**Task item**
Go through the material below, find each line with the word "highway", and copy those lines.

[[ Exercise inputs open ]]

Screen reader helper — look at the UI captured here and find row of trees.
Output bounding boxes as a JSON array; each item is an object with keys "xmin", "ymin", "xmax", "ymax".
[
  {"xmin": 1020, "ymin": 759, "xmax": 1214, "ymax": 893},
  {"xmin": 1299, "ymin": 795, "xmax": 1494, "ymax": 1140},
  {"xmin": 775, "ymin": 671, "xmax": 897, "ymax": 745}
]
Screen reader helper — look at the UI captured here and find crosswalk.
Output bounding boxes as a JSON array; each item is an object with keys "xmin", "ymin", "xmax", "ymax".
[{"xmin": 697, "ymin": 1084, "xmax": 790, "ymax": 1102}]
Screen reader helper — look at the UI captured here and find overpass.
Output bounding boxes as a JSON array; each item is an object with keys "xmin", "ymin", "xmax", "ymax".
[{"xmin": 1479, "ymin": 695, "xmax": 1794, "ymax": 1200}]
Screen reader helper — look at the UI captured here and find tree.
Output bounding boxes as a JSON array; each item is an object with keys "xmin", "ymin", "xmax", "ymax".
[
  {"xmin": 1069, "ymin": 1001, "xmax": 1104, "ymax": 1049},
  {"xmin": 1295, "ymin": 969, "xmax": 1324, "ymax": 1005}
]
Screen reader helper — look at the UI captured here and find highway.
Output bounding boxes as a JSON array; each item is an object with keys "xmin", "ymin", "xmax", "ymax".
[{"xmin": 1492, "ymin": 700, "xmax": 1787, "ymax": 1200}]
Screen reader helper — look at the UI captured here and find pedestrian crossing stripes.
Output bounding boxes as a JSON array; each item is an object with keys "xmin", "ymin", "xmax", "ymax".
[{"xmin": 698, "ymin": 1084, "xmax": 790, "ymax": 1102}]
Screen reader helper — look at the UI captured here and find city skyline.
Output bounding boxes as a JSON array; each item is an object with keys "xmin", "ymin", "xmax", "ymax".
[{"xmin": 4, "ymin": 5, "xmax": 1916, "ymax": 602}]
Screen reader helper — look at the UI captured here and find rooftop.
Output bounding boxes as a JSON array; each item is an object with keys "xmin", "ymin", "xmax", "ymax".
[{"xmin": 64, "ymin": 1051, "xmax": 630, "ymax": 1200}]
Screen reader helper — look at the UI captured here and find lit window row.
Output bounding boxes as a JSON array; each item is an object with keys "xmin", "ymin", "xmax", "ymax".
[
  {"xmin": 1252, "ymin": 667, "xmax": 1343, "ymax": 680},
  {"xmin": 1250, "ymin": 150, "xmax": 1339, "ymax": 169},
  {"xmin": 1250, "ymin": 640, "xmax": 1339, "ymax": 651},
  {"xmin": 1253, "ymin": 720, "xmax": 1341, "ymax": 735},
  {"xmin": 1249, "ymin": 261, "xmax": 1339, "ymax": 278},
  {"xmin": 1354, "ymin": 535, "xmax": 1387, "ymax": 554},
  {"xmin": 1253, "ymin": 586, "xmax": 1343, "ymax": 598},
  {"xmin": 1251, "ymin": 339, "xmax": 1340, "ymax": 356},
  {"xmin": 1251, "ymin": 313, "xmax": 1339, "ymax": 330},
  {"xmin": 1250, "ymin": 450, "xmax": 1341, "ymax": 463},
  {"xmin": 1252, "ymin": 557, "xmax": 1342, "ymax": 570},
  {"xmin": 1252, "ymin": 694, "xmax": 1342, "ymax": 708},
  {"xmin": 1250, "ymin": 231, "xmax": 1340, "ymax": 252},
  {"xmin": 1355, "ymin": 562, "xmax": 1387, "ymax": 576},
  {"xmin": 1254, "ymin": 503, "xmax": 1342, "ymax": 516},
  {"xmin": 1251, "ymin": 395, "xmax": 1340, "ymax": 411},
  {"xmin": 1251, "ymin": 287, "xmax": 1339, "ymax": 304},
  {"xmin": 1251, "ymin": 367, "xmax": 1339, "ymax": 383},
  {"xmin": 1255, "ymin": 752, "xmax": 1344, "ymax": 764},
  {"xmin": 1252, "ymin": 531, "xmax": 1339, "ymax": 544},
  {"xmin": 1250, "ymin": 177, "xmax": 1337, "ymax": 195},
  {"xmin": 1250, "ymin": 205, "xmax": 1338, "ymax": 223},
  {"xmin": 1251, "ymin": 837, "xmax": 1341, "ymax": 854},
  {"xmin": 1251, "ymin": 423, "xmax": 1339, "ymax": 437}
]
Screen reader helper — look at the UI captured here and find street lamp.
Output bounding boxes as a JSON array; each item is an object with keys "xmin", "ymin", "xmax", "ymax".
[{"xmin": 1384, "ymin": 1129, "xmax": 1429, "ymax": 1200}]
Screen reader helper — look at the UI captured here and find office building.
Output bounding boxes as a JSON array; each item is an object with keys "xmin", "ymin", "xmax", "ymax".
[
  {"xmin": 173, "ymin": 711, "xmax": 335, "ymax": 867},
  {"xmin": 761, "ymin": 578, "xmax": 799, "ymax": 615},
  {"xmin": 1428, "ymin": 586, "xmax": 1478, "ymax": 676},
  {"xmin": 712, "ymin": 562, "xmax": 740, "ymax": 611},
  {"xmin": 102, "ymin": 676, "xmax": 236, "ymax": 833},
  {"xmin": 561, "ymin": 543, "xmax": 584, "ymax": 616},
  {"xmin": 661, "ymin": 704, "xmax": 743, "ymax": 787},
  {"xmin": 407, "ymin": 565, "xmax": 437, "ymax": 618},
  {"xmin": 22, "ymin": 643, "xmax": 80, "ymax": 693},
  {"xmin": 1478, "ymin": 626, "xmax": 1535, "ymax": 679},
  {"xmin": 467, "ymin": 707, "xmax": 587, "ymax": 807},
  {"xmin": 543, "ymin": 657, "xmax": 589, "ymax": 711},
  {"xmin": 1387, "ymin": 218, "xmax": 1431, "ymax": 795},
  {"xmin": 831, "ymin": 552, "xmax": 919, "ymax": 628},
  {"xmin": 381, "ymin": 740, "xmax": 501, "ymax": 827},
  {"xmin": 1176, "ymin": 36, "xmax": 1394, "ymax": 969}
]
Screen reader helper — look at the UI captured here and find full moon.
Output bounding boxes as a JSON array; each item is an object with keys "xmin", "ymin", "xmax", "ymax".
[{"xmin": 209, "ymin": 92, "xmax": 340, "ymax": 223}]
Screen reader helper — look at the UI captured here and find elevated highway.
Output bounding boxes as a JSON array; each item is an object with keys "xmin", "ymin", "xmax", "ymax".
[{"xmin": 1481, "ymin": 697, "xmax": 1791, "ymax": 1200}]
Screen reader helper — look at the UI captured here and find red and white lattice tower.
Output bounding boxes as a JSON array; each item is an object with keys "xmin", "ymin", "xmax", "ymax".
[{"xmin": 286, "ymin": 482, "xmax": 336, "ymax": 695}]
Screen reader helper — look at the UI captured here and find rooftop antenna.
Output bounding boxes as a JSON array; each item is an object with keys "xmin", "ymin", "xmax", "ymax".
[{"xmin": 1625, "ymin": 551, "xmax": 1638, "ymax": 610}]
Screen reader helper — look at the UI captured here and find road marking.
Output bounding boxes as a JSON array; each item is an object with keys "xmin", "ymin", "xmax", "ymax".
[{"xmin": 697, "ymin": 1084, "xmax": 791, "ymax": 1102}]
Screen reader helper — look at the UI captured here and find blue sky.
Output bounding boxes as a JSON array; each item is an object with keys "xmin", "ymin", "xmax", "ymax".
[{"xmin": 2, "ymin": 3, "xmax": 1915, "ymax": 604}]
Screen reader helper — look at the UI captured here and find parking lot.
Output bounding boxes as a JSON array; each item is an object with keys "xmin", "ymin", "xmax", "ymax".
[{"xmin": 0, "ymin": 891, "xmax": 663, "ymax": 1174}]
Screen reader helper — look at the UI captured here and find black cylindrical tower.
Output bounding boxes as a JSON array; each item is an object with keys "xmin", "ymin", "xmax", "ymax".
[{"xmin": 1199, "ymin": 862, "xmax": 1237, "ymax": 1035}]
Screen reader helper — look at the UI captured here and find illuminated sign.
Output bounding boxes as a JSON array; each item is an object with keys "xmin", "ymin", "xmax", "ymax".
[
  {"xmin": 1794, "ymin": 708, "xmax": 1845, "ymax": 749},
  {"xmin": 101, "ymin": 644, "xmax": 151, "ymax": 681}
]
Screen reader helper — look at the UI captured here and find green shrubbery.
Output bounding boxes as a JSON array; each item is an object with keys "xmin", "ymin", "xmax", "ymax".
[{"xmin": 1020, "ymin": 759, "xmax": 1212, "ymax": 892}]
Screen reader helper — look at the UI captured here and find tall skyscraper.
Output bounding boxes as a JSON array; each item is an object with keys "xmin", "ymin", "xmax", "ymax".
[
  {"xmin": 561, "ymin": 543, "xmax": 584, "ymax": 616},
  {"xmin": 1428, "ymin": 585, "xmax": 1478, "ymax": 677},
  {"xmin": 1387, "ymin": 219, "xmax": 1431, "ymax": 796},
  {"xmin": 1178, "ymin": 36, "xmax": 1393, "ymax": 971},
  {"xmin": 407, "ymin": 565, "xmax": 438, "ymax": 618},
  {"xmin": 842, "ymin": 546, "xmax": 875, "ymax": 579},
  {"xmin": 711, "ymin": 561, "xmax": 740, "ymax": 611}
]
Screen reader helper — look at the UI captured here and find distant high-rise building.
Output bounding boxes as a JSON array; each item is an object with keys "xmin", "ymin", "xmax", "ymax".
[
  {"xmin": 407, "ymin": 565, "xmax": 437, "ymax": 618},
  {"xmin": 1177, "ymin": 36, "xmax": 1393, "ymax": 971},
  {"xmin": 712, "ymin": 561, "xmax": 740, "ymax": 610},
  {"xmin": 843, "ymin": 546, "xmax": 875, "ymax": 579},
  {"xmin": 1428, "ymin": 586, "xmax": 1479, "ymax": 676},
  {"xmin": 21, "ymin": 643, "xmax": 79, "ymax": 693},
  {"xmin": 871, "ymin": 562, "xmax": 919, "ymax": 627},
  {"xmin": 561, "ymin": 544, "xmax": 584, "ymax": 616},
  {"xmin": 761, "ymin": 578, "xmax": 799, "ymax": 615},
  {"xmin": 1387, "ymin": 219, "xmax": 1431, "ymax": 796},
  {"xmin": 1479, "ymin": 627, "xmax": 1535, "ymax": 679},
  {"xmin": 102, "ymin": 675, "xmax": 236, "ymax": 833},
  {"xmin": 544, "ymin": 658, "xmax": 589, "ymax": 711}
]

[[ Exercise inputs closed ]]

**Your solution**
Screen reader helper — look at the UI captured here and find highway.
Screen reader helper — look at the UI captured here and find elevated highway.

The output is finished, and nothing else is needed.